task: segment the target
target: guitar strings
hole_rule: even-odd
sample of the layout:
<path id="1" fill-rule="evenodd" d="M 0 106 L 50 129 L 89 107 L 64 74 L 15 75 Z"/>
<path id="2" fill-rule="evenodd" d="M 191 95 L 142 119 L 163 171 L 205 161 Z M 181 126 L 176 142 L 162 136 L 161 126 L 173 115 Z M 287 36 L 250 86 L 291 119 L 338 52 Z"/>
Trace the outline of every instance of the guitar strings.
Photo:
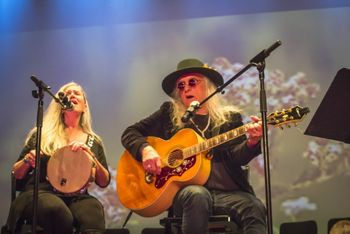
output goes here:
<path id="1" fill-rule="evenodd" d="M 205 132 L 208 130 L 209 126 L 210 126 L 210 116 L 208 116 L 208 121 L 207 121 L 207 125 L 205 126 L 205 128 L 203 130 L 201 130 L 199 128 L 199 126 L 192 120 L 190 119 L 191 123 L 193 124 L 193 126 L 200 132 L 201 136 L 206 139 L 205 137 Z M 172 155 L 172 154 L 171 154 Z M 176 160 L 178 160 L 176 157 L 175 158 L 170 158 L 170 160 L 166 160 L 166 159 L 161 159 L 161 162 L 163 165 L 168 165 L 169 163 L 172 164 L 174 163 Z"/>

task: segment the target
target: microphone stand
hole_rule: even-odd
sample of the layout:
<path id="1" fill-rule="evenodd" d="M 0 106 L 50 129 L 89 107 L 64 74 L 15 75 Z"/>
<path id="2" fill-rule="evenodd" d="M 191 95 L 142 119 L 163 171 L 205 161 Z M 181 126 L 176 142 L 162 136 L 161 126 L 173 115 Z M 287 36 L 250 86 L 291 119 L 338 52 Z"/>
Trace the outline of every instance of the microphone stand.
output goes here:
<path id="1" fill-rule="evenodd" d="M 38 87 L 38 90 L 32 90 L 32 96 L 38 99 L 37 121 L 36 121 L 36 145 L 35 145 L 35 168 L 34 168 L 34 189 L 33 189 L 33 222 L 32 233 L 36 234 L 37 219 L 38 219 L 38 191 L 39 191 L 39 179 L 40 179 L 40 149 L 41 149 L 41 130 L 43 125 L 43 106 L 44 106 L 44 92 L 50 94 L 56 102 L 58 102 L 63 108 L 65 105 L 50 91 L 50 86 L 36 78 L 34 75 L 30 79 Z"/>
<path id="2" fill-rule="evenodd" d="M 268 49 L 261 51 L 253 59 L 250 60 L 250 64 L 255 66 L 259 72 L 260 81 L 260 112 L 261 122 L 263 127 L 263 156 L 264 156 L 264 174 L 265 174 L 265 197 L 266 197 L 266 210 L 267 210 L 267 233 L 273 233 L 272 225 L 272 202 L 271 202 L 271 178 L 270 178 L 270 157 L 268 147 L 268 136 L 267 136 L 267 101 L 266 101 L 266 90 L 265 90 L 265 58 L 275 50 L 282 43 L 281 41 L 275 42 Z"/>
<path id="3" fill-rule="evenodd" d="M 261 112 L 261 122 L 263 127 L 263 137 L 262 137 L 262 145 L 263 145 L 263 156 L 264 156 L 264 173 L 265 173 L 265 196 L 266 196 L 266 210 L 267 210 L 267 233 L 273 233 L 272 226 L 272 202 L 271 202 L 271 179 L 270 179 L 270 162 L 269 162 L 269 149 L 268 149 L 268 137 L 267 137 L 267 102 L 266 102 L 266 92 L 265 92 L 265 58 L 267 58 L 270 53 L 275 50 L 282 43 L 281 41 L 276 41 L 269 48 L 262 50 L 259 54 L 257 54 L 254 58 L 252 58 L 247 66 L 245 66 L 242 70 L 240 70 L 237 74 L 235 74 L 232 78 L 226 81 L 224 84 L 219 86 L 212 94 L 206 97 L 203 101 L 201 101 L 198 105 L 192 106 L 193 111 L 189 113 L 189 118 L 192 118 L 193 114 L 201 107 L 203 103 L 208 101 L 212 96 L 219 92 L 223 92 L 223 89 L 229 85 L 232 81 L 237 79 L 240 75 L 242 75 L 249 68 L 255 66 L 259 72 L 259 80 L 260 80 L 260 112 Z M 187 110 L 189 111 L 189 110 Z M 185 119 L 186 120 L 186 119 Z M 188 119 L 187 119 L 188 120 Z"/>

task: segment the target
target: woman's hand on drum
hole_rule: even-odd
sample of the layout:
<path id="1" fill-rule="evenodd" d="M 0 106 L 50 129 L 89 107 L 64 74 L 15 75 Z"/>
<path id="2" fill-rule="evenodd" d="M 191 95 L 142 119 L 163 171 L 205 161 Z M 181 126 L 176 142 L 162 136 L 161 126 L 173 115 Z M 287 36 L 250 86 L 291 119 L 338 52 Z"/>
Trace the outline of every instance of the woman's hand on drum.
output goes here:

****************************************

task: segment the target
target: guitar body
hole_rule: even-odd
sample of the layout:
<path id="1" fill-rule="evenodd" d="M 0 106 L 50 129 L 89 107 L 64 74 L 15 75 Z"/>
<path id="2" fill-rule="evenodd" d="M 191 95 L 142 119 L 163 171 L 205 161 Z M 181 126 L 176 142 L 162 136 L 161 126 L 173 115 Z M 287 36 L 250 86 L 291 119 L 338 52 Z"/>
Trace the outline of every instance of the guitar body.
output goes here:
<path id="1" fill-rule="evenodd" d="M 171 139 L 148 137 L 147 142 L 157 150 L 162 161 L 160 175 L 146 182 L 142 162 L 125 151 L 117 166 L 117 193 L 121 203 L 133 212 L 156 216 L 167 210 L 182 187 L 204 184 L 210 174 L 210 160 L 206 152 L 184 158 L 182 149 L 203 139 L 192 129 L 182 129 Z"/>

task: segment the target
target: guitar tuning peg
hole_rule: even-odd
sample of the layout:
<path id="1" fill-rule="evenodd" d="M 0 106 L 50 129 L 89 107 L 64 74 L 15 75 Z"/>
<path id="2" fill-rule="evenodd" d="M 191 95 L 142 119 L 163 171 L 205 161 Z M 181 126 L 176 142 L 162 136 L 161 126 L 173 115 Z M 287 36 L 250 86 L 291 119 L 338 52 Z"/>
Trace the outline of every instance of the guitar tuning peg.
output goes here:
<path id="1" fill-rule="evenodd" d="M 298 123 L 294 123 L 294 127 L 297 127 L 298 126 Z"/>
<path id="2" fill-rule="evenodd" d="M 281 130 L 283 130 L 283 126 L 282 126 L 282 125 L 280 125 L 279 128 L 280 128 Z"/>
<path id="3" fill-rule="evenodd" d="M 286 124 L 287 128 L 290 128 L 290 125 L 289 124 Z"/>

****************************************

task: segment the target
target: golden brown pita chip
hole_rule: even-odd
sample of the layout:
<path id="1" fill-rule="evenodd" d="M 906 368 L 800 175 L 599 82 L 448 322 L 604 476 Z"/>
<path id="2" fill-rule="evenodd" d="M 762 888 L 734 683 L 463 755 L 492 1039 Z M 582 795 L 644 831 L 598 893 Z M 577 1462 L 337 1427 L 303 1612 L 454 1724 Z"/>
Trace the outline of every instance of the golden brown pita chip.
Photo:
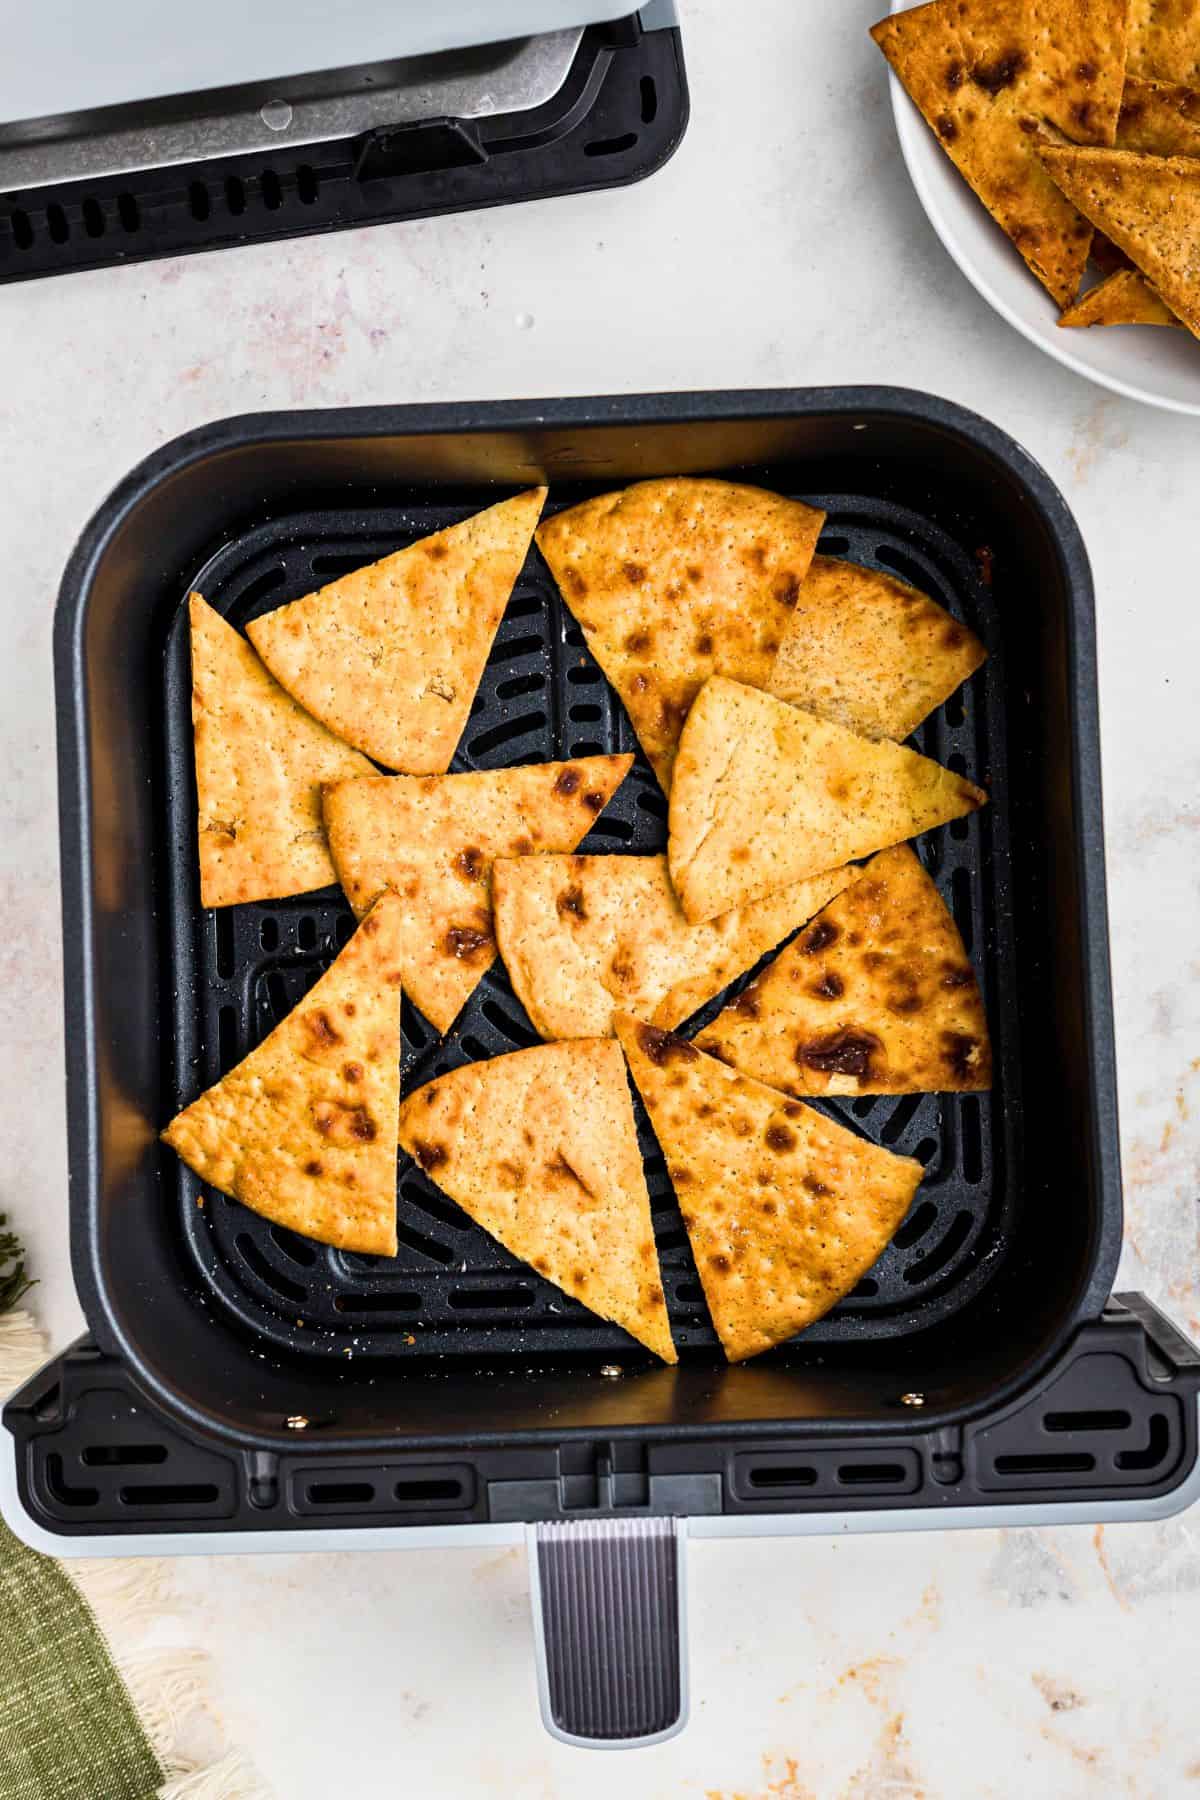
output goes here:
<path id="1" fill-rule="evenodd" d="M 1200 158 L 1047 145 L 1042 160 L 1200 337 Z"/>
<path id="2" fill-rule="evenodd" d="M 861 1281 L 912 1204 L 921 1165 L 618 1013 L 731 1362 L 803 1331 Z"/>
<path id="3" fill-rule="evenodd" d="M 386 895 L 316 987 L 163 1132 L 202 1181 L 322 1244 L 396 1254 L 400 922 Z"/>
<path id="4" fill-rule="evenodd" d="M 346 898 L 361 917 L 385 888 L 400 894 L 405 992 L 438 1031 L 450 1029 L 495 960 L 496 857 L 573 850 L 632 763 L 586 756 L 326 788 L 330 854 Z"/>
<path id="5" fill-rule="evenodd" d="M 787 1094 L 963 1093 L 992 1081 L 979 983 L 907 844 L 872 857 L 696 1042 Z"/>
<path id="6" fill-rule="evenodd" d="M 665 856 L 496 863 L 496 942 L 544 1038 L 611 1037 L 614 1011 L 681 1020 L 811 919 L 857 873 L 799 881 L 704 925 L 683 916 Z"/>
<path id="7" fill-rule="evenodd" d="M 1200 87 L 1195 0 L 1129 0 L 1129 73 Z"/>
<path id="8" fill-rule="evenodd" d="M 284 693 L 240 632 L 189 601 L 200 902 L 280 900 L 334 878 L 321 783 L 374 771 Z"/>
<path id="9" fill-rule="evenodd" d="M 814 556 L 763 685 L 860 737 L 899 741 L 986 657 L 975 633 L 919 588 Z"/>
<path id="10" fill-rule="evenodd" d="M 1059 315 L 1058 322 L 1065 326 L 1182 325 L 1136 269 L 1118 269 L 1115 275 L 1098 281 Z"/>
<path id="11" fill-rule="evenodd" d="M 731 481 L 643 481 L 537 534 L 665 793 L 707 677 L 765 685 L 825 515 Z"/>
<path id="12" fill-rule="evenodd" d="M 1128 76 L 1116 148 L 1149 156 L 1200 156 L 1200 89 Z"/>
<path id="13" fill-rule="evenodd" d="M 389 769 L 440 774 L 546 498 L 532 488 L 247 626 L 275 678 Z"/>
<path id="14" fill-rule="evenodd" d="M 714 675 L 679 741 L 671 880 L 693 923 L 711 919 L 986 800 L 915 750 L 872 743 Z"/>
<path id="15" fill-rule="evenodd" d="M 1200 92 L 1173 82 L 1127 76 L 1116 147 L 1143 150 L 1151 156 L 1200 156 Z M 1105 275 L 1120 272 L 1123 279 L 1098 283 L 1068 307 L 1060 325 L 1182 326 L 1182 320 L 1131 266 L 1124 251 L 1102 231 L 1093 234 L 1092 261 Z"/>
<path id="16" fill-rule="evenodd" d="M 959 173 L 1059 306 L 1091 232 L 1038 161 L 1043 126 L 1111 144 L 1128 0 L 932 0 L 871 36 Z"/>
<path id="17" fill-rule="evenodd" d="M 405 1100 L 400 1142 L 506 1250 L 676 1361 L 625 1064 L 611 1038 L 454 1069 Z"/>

****************************************

- Required action:
Take each line in the listing that has the word "body" and copy it.

- Task result:
target: guitar body
Trace the outline of every instance of the guitar body.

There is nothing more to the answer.